**Directions for this task:** How many lines in the records below contain the word "green"? Count them and reply with the number alone.

**Record set:**
--------------------
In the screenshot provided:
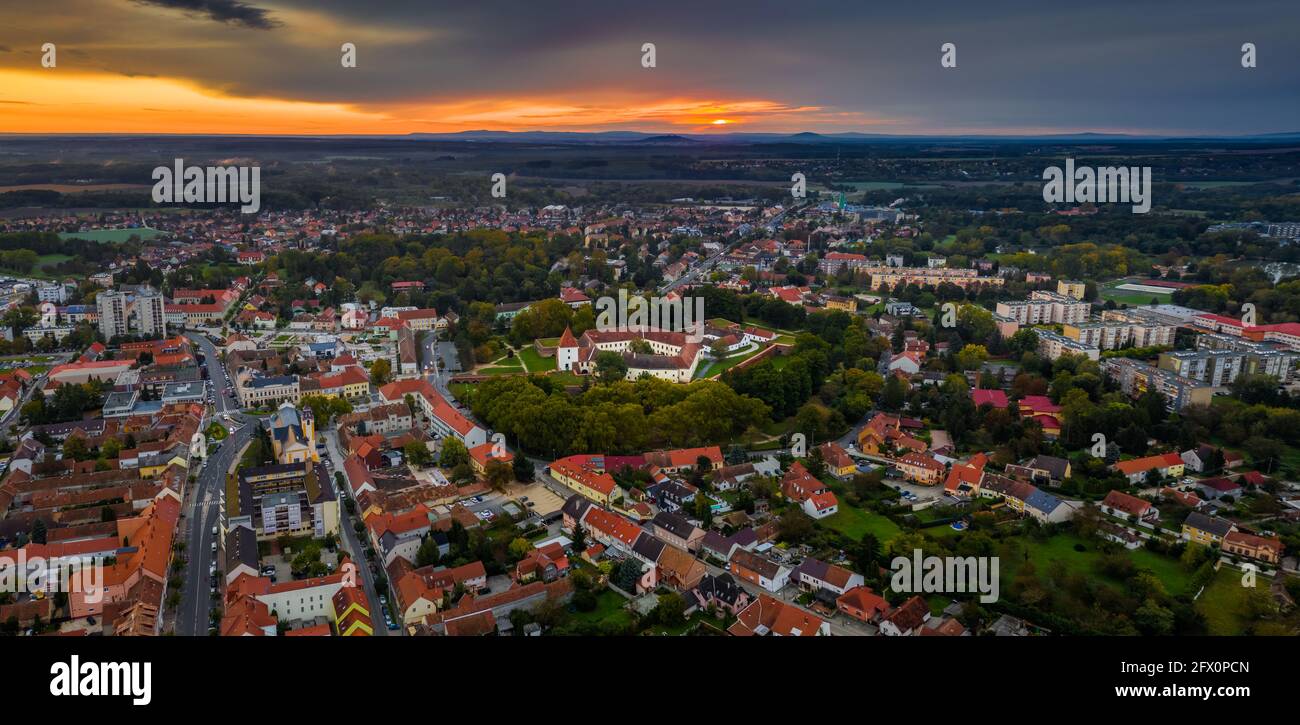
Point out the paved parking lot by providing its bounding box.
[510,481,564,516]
--------------------
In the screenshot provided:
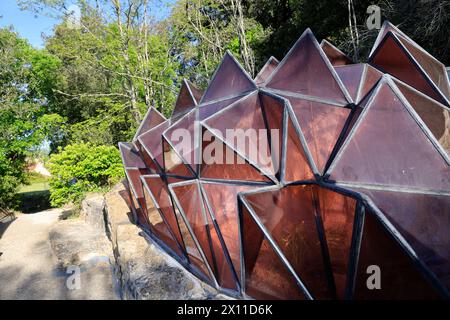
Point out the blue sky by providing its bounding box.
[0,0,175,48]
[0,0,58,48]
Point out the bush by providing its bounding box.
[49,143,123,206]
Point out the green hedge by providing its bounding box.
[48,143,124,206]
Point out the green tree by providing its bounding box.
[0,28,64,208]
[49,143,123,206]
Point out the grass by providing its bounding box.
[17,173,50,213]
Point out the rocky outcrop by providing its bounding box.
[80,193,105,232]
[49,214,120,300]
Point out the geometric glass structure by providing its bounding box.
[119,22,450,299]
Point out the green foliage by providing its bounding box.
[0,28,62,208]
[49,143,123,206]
--------------------
**Result of the task:** 3